-- CONSIGNES --
**A)** Dans l'extrait sur la perception et les images, quelle technologie se voit confier la mission symbolique de canaliser les désordres et de réunifier le son et l'image ?
**B)** Reprenez l'extrait sur la perception et les images à la suite de sa dernière phrase.

-- EXTRAIT À LIRE --
La sortie de cette aporie requiert notre implication, corps et âme, dans le monde, sans réflexion ni action encore – moyennant, seulement, une « perception ». Il s’agit de replonger dans les eaux remuantes des origines, de nous immerger dans le liquide amniotique de la terre, de viser l’anamnèse, l’état fœtal, celui qui manifeste notre vérité, qui exprime notre être. Cela passe (première série), par une succession de plongées, de pérégrinations dans des milieux clos, striés, unifiés, autocentrés. Des milieux qui exercent sur nous une influence contraire à leurs qualités propres : du fond de leur organisation sévère ils nous déstructurent, nous démembrent, nous décomposent. En nous y perdant, toutefois, nous pourrions avoir la chance de renouer avec notre nature, notre direction première.
Une autre tentative de réduire le dilemme entre vision et compréhension passe par la production d’icônes et par leur interprétation, sinon leur adoration (deuxième série). En ramenant à deux dimensions le monde extérieur aussi bien que notre monde intérieur, le geste graphique simplifie et obscurcit, ajoute et retranche, explicite le réel tout en nous précipitant dans les abysses. Soulignement et balafre, encadrement et entaille, célébration et crainte rythment l’obsession didactique, animent l’hystérie idolâtre. Des images nous procédons, aux images nous revenons toujours – à ce titre les écrans d’aujourd’hui n’apportent rien de plus au kaléidoscope qui tapisse de toute éternité notre imagination.
Ainsi le défilement des images nous est naturel et reflète, sans l’aide même d’aucune technologie, le milieu où nous sommes plongés ; milieu qui nous imprègne, nous pénètre, plus que nous ne le pénétrons. Ce n’est qu’une fois introduite en notre esprit que la succession des images se transforme en véritable cinématique, en mouvement éruptif susceptible d’apporter avec lui le désordre, la désorganisation. Mouvement sonore aussi bien, et corporel, dont nous accompagnons les développements ultimes sous la forme de transes ou de danses qui donnent de nousmêmes un spectacle aussi grotesque qu’explicite (troisième série).
Canaliser à nouveaux frais ces désordres, réunifier le son et l’image, assurer la coordination de nos perceptions, régler le parallélisme des voies d’entrée et des sortie de notre sensibilité, constitue la mission symbolique du rail, technologie lourde, analogique, ancestrale. Concentrer dans un éclair atemporel notre vie par trop étirée et languissante est le grand apport du train, d’autant plus saisissant qu’il est plus archaïque. Pénétrer le paysage pour en extraire l’énergie vive représente l’exploit du chemin de fer, exhumant les richesses de la terre pour mieux la magnifier (quatrième série).
Il est un autre genre de voyage, tout intérieur celui-là, qui fait également défiler les paysages, sans l’inertie d’aucun bagage. Nos états d’âme (cinquième série) flottent comme des bulles dont certaines éclatent avant même d’avoir touché leur but. Légèreté est le maître mot de ces rêves glissants où nous ne figurons qu’à la marge, tels des pantins suspendus à la nacelle de leur inconscient. Dans ce monde-là, évolution et involution s’annulent en un surplace indépassable, nous renvoyant, figés, à nos actes plantés, manqués.

[Données d'annotation de localisation d'objets]
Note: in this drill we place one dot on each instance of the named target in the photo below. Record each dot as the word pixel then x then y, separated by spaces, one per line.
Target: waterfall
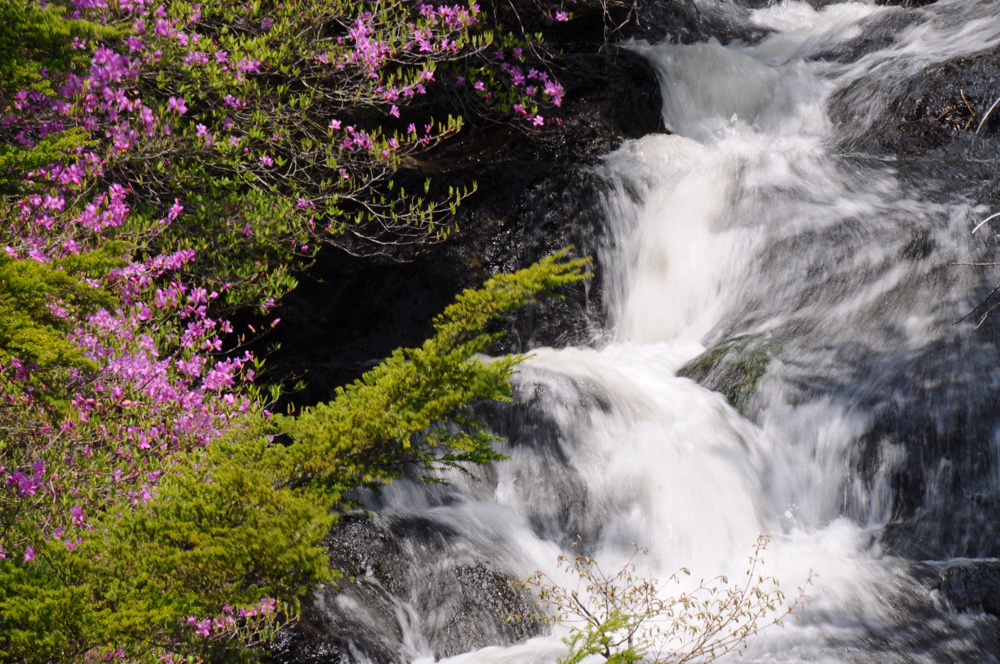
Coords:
pixel 754 250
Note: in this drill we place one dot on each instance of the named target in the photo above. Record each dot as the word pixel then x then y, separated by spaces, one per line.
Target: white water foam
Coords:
pixel 724 228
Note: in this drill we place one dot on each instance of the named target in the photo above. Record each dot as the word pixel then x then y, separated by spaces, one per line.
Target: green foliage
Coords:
pixel 412 410
pixel 218 533
pixel 243 517
pixel 625 617
pixel 36 40
pixel 36 44
pixel 36 303
pixel 734 367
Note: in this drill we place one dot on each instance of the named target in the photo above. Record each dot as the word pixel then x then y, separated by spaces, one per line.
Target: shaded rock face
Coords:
pixel 931 123
pixel 389 609
pixel 972 584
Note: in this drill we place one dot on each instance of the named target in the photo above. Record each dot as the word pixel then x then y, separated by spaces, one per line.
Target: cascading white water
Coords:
pixel 746 220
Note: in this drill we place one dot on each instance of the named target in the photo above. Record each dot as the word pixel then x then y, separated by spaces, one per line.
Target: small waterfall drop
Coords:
pixel 749 241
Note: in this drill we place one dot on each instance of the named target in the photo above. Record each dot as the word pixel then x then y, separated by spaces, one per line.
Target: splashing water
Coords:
pixel 750 250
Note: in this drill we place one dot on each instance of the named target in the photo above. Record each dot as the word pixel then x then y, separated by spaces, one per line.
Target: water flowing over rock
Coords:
pixel 779 198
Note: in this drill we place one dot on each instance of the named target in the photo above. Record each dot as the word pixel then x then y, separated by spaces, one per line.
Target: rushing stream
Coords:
pixel 861 428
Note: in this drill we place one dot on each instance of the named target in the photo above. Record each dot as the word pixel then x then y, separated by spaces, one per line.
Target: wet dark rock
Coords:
pixel 972 584
pixel 932 112
pixel 404 576
pixel 734 367
pixel 877 32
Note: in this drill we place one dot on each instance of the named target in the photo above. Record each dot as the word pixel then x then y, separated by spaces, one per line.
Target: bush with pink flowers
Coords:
pixel 162 163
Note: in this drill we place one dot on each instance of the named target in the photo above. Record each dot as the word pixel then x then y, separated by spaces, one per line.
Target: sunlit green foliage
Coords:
pixel 244 517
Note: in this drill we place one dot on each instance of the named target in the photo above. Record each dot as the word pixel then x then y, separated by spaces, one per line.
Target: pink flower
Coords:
pixel 177 104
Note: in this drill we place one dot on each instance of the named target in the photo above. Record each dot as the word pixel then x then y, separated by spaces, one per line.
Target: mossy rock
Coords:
pixel 734 367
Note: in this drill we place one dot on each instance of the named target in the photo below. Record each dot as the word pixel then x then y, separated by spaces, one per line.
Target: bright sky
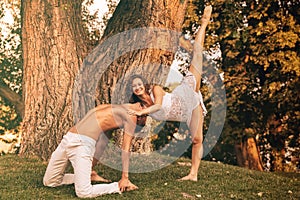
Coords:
pixel 101 7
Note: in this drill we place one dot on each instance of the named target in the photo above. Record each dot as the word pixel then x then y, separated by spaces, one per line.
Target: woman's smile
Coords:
pixel 138 86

-- RÉPONSES --
**A)** Le rail, technologie lourde, analogique, ancestrale.

**B)**
Tout ce que nous « ratons », quant à nous et quant aux autres, a vocation à être (ré)compensé, pour notre bénéfice ou celui d’autrui, au moyen de l’écriture, de la représentation d’une histoire, la nôtre comme celle du monde. Il convient de croiser ces histoires, toutes les histoires, dans des plans synthétiques, des nœuds illustratifs, des arrêts sur image, des photographies autobiographiques prises à la frontière du vécu et de l’oubli. Biographismes énigmatiques pour celui qui les interprète hors contexte, qui les transgresse par une lecture à la fois savante et lacunaire (sixième série).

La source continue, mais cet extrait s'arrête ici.